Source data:
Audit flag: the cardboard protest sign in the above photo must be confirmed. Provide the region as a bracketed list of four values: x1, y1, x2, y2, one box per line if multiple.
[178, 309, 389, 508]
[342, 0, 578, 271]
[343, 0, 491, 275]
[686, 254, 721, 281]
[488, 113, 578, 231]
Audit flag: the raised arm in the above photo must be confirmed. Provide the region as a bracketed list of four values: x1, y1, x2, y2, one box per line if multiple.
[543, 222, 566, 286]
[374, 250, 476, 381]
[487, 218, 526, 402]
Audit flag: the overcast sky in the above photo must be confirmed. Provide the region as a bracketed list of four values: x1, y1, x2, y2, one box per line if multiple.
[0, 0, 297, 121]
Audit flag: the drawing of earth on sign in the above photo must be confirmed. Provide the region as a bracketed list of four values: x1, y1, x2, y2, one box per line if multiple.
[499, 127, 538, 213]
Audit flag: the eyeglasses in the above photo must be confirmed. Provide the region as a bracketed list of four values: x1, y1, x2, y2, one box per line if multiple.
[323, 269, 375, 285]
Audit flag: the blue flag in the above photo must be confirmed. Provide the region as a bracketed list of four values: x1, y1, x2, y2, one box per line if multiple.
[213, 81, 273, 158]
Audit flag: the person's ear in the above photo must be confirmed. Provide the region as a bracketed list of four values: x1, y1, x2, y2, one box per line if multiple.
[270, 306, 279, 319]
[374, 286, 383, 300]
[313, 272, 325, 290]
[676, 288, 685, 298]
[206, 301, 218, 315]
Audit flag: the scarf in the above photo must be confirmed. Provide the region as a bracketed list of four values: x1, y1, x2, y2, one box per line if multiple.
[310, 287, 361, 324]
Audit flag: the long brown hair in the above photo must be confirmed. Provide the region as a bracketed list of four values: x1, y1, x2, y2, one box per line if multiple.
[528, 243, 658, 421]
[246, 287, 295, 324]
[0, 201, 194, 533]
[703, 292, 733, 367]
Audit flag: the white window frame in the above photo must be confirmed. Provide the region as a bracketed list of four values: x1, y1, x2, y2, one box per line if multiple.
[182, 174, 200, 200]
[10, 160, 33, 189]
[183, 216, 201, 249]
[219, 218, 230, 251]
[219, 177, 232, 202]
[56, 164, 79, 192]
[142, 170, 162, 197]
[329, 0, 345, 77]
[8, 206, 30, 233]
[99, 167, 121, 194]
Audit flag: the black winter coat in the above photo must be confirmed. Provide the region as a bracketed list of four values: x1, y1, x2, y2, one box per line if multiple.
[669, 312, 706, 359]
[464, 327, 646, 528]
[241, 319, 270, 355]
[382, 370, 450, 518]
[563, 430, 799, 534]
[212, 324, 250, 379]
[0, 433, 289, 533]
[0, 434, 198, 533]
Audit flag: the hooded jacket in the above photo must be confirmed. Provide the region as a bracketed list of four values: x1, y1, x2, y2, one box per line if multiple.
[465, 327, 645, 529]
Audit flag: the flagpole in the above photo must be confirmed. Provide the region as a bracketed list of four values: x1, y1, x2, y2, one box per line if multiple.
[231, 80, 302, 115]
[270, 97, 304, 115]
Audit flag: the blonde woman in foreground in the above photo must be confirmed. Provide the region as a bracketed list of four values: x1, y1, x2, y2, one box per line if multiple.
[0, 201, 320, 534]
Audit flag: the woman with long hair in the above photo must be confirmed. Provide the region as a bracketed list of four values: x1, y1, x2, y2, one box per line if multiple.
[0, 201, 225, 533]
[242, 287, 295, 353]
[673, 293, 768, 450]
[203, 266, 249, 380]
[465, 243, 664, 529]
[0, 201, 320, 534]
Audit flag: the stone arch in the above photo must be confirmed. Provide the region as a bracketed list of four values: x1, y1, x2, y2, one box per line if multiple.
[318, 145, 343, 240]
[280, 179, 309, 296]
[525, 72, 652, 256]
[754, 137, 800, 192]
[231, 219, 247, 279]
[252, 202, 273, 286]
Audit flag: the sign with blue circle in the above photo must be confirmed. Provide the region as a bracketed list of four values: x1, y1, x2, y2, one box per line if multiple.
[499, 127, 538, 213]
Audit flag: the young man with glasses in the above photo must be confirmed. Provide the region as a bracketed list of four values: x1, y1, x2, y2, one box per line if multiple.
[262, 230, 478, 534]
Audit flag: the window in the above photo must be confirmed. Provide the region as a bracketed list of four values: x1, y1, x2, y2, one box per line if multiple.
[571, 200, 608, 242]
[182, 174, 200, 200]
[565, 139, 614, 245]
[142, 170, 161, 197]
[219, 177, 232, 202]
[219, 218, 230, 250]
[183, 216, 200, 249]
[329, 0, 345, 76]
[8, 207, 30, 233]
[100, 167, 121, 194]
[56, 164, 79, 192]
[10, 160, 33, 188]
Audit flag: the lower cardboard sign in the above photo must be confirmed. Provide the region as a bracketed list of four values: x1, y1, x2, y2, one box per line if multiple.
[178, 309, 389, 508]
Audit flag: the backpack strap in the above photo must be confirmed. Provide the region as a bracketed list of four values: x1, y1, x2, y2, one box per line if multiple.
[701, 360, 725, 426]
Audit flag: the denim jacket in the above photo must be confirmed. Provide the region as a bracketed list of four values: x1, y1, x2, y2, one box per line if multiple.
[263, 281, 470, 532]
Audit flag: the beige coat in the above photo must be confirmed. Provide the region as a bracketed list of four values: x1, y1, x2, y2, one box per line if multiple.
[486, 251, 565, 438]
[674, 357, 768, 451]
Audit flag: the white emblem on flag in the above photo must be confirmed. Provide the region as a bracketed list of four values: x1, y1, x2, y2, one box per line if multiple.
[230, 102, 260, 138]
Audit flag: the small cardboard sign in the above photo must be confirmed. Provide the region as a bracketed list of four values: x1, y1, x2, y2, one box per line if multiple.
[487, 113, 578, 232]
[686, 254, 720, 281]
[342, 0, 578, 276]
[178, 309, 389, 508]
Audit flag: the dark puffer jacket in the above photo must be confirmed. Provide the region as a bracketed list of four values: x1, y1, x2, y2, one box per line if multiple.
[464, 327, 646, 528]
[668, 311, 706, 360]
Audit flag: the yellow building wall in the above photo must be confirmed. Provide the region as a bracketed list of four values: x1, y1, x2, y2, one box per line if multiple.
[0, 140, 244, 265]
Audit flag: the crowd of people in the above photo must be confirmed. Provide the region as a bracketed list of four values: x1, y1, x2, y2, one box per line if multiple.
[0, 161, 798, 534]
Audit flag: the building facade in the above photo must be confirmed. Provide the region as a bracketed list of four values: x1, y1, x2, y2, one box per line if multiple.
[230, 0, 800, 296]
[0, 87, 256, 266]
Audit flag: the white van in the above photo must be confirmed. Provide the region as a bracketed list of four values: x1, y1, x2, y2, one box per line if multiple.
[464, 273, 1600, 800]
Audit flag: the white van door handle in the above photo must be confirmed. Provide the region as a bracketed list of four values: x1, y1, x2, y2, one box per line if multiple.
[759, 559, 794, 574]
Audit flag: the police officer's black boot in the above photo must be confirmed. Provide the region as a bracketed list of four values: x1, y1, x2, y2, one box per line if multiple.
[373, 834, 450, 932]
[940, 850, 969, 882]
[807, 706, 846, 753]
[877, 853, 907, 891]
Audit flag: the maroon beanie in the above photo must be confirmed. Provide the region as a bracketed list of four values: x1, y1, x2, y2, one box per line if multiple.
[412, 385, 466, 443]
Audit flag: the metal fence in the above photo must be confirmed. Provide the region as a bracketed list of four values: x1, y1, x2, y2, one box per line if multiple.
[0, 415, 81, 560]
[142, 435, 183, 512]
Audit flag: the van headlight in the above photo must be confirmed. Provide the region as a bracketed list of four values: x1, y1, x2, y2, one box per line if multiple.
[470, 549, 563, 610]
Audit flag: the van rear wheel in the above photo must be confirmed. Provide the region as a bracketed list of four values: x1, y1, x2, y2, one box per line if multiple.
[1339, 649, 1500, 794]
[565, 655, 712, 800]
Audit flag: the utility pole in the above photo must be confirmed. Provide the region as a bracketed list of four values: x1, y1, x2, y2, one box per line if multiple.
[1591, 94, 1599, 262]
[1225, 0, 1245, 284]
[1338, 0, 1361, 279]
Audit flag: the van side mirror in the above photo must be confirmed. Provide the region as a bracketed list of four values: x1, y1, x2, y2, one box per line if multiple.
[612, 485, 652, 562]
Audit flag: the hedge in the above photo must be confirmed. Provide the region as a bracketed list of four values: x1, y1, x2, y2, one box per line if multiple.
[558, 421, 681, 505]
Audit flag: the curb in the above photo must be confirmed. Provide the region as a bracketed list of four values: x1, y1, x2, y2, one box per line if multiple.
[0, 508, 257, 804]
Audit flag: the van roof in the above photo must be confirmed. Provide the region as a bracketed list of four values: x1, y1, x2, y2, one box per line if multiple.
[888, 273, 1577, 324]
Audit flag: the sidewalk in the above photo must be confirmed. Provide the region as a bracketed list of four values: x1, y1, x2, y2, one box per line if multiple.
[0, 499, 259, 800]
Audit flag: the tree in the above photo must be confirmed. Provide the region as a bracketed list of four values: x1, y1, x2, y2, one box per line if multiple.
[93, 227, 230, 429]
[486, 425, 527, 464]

# [Task description]
Could you restate, word for word, every line from the one containing "Audit flag: the hedge" through the last line of the records above, and nothing more?

# [Worked solution]
Audit flag: the hedge in the above photo must be confirmed. Provide the region as a bracketed list of four values: x1, y1, x2, y2, one box per line if multiple.
[558, 421, 681, 505]
Audit flag: the curb in the above photo must be confirmed. Provide the region as a bracketed list of four values: x1, y1, x2, y2, one box per line if multiple.
[0, 508, 257, 804]
Audit flag: the van roof in the above photo must be confirmed. Provide the region as a bracketed list of four values: x1, y1, x2, y2, one box per line if multiple.
[888, 273, 1577, 324]
Audit flag: the sidewalk in the above photo must be confirmed. Provide the region as a bracketed list of four values: x1, y1, x2, y2, one box per line if multiple.
[0, 499, 259, 800]
Audit flag: the tree in the above photo must be confirmed. Provide the region as a bracketed list of four values: x1, y1, x2, y2, one box per line if multiple.
[93, 227, 230, 429]
[486, 425, 527, 464]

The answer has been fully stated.